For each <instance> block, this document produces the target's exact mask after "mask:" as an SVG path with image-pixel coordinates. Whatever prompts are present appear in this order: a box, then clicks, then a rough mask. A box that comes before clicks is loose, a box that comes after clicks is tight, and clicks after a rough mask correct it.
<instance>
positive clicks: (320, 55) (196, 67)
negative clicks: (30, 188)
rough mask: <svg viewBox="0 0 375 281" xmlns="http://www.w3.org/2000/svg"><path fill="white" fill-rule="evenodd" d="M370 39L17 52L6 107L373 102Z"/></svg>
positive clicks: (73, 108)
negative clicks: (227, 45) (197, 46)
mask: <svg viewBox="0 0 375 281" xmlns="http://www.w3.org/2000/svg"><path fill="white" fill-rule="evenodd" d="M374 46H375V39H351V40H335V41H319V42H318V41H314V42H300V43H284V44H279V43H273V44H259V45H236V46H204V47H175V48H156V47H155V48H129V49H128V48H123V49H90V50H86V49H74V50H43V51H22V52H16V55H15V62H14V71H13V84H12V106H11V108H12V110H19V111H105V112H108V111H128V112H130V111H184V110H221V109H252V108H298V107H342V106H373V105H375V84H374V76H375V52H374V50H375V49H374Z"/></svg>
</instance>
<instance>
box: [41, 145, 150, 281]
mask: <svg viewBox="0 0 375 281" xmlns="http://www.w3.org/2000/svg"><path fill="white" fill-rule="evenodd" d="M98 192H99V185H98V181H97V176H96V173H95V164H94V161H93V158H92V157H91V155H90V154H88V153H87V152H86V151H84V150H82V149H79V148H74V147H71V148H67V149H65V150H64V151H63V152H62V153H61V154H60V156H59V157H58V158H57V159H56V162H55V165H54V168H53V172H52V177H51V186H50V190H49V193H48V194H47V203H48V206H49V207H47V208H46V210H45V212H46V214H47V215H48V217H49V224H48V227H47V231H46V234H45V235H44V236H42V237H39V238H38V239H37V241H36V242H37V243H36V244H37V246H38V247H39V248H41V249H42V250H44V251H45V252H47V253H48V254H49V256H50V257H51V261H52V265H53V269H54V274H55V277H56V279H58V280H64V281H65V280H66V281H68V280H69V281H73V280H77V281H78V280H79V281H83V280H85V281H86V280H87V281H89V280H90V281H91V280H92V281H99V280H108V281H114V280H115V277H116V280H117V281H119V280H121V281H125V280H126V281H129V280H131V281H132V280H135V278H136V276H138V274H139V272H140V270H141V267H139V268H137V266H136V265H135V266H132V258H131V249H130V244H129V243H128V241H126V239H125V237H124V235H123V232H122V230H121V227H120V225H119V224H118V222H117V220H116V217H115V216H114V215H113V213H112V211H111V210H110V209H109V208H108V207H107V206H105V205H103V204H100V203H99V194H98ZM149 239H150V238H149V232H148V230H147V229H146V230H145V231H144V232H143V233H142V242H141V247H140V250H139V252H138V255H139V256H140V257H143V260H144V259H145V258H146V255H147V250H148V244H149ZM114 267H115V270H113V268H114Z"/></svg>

## THE TASK
Return a copy of each line of the material that holds the word "positive".

## TASK ANSWER
positive clicks: (320, 55) (196, 67)
positive clicks: (73, 108)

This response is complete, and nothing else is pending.